→ SHORT PROBLEM A: Name every year that appears in the securities law text below, including any in its date line.

→ DOCUMENT TEXT:
━━━

Securities Lawyer 101 l Brenda Hamilton

Securities Lawyer 101 l Brenda Hamilton

Friday, December 6, 2013

Going Public Law

In the wake of the stock market crash of 1929, Congress decided that something needed to be done to rein in our unregulated capital markets, with a view to preventing another similar disaster.  The first laws passed were contained in the Securities Act of 1933 (the “Securities Act”).  That was followed quickly by the Securities and Exchange Act of 1934 (the “Exchange Act”).
Together, the two are the foundation of our securities regulations, and have been amended continuously to reflect changing times, changing financial instruments, and changing markets.

Over the succeeding decades, they were followed by a number of other important pieces of legislation, all of them aimed at increasing transparency and preventing fraud. These same laws regulate SEC registration statements and going public transactions even today.

━━━

→ SHORT PROBLEM B: Report each line of the records that contains the string "rocky", treating uppercase and lowercase letters as different.

→ DATA RECORDS:
━━━

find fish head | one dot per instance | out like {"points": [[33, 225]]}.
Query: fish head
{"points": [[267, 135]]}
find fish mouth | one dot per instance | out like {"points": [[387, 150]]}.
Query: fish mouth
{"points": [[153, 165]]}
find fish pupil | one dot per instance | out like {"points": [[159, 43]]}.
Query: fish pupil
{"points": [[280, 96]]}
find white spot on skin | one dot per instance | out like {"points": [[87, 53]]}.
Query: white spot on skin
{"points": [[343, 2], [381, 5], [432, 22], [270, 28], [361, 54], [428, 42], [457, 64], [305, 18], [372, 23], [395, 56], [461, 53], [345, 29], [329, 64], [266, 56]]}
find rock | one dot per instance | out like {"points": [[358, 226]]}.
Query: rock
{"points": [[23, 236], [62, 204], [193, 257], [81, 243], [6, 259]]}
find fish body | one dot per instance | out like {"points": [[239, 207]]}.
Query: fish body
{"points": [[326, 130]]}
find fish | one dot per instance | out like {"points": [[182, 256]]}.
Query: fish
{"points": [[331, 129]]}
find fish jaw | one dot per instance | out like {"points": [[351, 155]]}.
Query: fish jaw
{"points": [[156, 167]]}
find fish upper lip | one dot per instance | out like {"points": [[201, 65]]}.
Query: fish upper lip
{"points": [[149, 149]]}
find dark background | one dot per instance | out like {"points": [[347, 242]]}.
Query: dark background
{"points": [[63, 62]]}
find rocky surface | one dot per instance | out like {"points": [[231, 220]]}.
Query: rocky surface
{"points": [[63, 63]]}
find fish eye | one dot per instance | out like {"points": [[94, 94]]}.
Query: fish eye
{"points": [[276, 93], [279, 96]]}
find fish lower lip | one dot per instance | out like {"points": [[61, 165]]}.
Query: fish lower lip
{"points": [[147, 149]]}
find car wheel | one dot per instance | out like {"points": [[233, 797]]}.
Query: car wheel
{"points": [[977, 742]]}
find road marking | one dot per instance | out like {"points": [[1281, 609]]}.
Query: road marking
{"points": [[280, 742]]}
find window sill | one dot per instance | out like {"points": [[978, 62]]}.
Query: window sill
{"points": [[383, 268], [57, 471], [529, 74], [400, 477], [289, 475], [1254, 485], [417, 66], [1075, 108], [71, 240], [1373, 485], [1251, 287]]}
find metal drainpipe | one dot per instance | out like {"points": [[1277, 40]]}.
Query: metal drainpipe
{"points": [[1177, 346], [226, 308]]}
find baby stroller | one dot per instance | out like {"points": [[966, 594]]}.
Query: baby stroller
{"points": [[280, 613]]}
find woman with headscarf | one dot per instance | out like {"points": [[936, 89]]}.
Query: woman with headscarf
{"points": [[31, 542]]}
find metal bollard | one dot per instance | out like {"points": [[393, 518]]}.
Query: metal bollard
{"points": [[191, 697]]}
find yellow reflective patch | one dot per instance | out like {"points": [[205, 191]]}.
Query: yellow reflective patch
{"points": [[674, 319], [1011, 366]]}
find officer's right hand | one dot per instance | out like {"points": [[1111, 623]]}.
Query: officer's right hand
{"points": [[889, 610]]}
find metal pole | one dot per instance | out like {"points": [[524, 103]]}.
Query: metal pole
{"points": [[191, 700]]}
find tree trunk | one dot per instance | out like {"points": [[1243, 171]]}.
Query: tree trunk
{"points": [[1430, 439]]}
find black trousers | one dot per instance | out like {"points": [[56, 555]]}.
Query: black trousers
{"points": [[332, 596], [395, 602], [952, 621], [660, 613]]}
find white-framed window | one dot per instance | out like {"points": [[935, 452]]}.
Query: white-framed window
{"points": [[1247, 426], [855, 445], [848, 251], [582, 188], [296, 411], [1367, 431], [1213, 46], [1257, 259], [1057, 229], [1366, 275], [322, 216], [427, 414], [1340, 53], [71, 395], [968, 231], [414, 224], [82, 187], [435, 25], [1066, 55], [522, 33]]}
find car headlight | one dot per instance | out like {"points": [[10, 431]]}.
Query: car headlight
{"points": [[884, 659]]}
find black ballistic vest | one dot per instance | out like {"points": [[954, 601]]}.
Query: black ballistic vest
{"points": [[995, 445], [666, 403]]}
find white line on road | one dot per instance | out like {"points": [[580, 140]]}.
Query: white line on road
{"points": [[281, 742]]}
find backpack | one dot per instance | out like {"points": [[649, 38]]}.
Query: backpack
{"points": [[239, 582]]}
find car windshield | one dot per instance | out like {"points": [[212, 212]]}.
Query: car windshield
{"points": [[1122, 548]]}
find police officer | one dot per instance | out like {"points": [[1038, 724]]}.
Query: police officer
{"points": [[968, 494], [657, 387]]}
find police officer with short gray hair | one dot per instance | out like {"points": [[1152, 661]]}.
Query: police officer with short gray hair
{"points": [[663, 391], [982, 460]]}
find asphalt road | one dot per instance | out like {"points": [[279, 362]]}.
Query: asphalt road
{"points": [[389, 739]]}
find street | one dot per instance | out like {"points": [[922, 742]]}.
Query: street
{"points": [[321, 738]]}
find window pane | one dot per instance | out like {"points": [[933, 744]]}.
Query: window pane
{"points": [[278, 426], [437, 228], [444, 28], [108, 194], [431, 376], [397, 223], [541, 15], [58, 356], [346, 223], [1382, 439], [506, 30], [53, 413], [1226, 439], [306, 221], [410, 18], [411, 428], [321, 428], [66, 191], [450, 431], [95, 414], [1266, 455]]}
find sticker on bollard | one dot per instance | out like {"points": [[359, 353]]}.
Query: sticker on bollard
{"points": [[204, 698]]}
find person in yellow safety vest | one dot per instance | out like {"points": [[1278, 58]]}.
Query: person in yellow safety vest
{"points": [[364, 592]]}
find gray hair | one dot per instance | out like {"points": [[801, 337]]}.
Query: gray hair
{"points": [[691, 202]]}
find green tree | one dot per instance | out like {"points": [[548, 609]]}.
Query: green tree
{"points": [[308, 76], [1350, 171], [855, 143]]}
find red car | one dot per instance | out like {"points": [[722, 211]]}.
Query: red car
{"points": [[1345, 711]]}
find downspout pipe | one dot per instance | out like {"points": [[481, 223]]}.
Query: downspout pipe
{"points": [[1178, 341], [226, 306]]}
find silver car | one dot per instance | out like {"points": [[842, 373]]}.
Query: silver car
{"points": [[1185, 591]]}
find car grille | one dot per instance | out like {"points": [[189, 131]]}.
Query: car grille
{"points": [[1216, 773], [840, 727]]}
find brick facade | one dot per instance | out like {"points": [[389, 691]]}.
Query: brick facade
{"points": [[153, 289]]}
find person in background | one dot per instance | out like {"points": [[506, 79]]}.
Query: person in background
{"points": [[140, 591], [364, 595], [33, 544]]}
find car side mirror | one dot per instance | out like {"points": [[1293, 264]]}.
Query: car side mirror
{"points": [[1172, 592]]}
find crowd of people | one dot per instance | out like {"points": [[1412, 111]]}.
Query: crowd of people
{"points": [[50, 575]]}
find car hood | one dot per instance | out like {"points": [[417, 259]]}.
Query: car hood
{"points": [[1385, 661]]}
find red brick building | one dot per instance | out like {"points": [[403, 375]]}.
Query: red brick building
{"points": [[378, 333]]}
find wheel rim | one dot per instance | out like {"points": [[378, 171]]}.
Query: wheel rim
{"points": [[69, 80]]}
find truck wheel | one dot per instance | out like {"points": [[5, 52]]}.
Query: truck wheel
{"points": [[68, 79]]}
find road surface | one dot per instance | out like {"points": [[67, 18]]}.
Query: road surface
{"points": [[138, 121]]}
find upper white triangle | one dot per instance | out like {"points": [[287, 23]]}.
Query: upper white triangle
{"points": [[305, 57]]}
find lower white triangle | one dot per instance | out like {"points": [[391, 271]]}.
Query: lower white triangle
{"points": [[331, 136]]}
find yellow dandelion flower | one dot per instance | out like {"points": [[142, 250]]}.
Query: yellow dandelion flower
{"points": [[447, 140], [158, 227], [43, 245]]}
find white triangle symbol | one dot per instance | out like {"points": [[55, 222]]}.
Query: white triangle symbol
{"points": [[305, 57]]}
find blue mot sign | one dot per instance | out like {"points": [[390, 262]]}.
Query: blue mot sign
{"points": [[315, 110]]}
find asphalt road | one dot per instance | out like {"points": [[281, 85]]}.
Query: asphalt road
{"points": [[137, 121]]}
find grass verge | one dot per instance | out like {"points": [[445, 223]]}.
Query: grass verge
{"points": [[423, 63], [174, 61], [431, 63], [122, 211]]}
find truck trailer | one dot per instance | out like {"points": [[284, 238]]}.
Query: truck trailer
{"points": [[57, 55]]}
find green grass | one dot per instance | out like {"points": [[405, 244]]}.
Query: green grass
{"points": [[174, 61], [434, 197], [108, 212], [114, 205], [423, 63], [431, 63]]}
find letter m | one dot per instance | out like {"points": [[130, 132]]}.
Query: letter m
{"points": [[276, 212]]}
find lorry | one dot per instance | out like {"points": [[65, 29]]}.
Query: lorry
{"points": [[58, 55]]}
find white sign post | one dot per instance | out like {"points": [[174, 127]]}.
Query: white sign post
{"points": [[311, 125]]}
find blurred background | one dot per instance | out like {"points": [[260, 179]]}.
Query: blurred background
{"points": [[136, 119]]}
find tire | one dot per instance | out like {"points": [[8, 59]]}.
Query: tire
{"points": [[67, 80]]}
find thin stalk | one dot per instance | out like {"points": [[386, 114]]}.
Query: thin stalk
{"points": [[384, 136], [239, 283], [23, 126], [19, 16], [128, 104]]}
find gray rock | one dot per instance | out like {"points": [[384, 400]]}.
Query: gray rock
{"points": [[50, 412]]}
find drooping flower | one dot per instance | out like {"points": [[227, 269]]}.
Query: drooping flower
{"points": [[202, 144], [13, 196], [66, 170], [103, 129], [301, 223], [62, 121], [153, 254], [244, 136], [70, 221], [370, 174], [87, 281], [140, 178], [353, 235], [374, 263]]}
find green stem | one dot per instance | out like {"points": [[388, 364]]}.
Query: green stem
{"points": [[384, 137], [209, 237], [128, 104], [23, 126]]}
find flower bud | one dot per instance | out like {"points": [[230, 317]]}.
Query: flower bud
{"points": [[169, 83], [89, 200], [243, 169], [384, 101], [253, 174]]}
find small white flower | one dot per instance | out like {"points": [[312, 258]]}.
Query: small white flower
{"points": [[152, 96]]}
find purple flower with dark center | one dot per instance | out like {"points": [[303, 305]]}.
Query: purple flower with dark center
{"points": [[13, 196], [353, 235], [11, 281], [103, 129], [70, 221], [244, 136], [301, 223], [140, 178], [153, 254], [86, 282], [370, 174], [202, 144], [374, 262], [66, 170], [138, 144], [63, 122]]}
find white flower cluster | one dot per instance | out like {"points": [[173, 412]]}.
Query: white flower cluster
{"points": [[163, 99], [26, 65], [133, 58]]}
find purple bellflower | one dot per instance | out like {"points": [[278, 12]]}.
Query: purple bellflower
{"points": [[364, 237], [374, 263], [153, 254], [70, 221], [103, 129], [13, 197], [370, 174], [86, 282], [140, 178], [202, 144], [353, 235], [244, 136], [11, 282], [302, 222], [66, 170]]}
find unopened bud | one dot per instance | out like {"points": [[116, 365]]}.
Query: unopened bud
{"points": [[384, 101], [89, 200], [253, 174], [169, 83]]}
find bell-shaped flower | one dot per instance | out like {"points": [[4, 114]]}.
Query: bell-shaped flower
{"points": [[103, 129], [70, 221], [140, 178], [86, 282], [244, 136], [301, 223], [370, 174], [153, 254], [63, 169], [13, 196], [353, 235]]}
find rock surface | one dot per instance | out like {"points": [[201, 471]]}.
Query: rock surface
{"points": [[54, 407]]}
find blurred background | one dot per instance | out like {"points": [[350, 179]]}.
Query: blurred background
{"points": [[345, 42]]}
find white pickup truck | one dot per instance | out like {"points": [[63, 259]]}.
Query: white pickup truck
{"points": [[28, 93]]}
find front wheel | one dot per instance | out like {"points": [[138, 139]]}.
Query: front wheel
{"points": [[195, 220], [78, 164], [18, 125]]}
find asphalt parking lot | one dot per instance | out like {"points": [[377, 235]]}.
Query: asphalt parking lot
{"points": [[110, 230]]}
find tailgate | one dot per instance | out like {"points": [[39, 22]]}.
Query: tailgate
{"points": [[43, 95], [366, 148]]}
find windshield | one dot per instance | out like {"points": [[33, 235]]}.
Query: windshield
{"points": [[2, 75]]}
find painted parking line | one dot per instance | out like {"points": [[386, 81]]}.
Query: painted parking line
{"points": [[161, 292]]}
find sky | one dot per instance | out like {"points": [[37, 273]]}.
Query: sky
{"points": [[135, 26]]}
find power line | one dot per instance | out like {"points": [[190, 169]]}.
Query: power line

━━━

→ EXERCISE RESPONSE A: 1929, 1933, 1934, 2013

→ EXERCISE RESPONSE B:
find rocky surface | one dot per instance | out like {"points": [[231, 220]]}.
Query: rocky surface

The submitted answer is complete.